Data section:
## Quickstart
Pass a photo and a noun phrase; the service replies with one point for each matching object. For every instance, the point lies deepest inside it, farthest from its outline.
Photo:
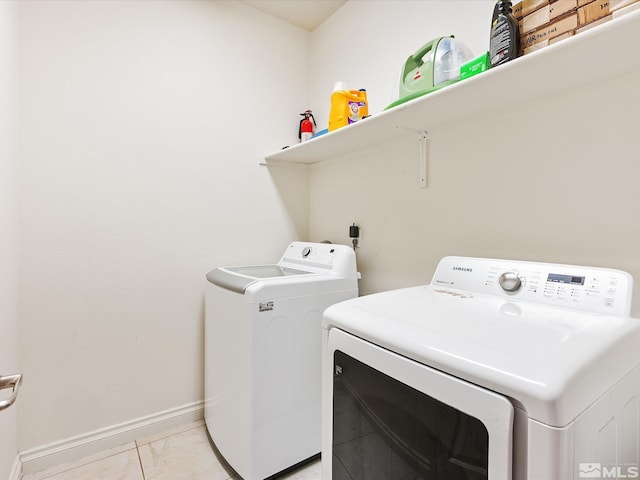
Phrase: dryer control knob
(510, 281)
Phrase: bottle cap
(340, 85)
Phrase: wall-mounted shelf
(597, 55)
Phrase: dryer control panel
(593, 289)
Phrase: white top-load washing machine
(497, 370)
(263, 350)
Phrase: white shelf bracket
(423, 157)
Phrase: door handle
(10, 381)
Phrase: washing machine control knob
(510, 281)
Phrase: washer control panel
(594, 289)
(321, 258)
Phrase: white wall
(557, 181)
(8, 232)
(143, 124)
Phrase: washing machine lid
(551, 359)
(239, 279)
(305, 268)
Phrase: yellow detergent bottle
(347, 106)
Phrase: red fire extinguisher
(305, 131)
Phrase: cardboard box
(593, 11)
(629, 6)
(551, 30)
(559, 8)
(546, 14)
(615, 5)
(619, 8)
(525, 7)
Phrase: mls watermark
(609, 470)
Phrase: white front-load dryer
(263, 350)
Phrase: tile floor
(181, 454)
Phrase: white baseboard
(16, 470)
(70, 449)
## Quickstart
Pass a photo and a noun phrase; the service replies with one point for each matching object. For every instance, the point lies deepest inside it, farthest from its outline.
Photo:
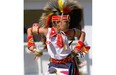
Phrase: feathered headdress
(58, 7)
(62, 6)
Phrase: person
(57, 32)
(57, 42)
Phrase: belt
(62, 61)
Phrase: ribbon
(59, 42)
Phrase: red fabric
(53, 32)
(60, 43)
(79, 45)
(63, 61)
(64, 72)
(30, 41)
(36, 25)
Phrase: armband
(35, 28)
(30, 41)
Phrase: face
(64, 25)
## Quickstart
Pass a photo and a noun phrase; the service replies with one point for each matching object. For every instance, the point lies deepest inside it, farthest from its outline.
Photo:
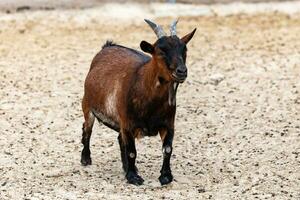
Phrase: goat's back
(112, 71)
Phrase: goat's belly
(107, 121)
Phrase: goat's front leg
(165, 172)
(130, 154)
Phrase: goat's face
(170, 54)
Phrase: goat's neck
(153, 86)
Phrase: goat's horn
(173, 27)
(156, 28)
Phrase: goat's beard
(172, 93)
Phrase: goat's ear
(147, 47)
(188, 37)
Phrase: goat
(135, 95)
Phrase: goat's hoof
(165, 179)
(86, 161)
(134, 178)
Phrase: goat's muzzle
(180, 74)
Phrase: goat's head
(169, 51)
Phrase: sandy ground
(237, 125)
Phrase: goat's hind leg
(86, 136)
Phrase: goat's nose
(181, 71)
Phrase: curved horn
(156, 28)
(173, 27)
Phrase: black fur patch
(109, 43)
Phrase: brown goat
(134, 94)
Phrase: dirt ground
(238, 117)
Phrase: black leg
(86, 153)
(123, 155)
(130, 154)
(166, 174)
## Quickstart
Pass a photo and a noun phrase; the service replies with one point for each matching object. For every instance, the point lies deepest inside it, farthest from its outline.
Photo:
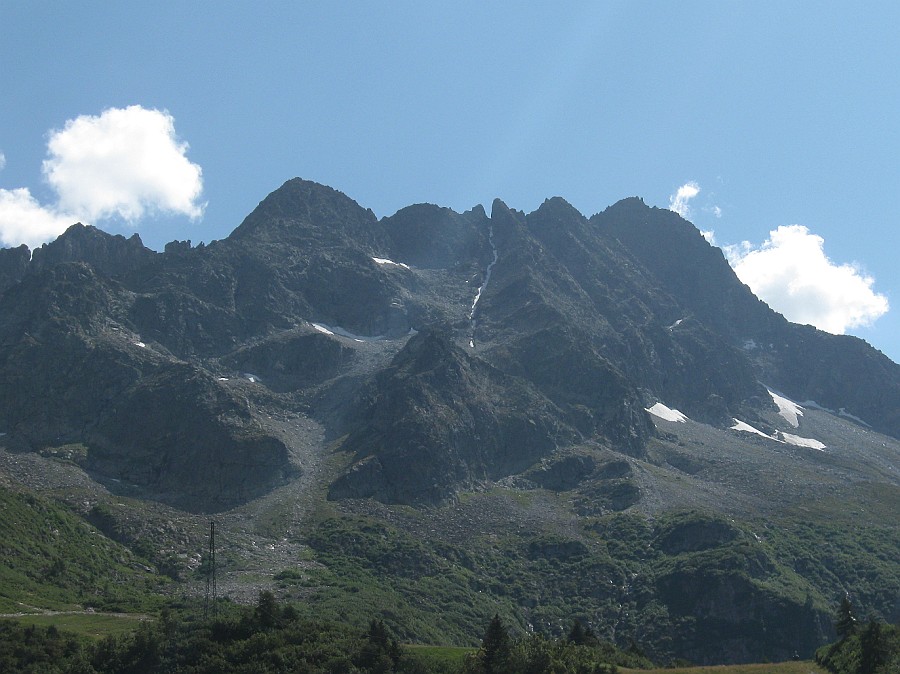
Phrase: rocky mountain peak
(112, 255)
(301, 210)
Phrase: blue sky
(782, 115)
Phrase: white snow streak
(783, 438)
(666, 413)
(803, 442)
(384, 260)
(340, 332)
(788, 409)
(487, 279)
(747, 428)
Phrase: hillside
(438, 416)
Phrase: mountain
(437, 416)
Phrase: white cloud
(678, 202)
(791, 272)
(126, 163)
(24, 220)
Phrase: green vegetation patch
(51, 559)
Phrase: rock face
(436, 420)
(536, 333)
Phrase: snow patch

The task: Please reproduce all of the rows above word for word, leaving the pictures out of your answer.

Response to the exercise:
## Quickstart
Pass a photo and a noun phrase; the service replies with one point for each matching object. For every instance, the point lies deepest inside it, farthest from its outline.
Photo:
Phrase: dryer control knob
(510, 281)
Phrase: bottle cap
(340, 85)
Phrase: wall-mounted shelf
(597, 55)
Phrase: dryer control panel
(593, 289)
Phrase: white top-load washing machine
(497, 370)
(263, 350)
Phrase: white shelf bracket
(423, 157)
Phrase: door handle
(10, 381)
Phrase: washing machine control knob
(510, 281)
Phrase: washer control panel
(594, 289)
(321, 258)
Phrase: white wall
(557, 181)
(8, 232)
(143, 124)
Phrase: washing machine lid
(551, 359)
(239, 279)
(305, 268)
Phrase: yellow detergent bottle
(347, 106)
Phrase: red fire extinguisher
(305, 131)
Phrase: cardboard box
(593, 11)
(629, 6)
(551, 30)
(559, 8)
(546, 14)
(615, 5)
(619, 8)
(525, 7)
Phrase: mls watermark
(609, 470)
Phrase: white front-load dryer
(263, 350)
Phrase: tile floor
(181, 454)
Phrase: white baseboard
(16, 470)
(70, 449)
## Quickstart
Pass a photo and a noun phrase; the service replies with one point for each matching object. For every instance, the point lies deepest inside it, farthest from its outline.
Photo:
Phrase: feathered headdress
(58, 7)
(62, 6)
Phrase: person
(57, 32)
(57, 42)
Phrase: belt
(62, 61)
Phrase: ribbon
(59, 42)
Phrase: red fabric
(53, 32)
(60, 43)
(79, 45)
(63, 61)
(64, 72)
(30, 41)
(36, 25)
Phrase: armband
(35, 28)
(30, 41)
Phrase: face
(64, 25)
## Quickstart
Pass a photo and a noun phrase; the service replies with one point for each matching object. For every instance, the point lies deepest inside it, farthest from its outline.
Photo:
Phrase: goat's back
(112, 71)
Phrase: goat's belly
(107, 121)
Phrase: goat's front leg
(165, 172)
(130, 154)
Phrase: goat's face
(170, 54)
Phrase: goat's neck
(153, 86)
Phrase: goat's horn
(173, 27)
(156, 28)
Phrase: goat's beard
(172, 93)
Phrase: goat's ear
(147, 47)
(188, 37)
Phrase: goat
(135, 95)
Phrase: goat's hoof
(165, 179)
(86, 161)
(134, 178)
Phrase: goat's muzzle
(180, 74)
Phrase: goat's head
(169, 51)
Phrase: sandy ground
(237, 125)
Phrase: goat's hind leg
(86, 136)
Phrase: goat's nose
(181, 71)
Phrase: curved horn
(156, 28)
(173, 27)
Phrase: black fur patch
(109, 43)
Phrase: brown goat
(134, 94)
Phrase: dirt ground
(238, 117)
Phrase: black leg
(86, 153)
(123, 155)
(130, 154)
(166, 174)
## Quickstart
Pass a photo and a noun phrase; the service replies with one point for each matching object. For every instance, the point lies deepest inside it, farthest from its outline.
Photo:
Phrase: rocky mountain peak
(112, 255)
(301, 210)
Phrase: blue sky
(782, 115)
Phrase: white snow streak
(783, 438)
(666, 413)
(803, 442)
(384, 260)
(340, 332)
(788, 409)
(487, 279)
(747, 428)
Phrase: hillside
(438, 416)
Phrase: mountain
(437, 416)
Phrase: white cloud
(678, 202)
(791, 272)
(126, 163)
(24, 220)
Phrase: green vegetation patch
(51, 559)
Phrase: rock face
(436, 420)
(536, 333)
Phrase: snow patch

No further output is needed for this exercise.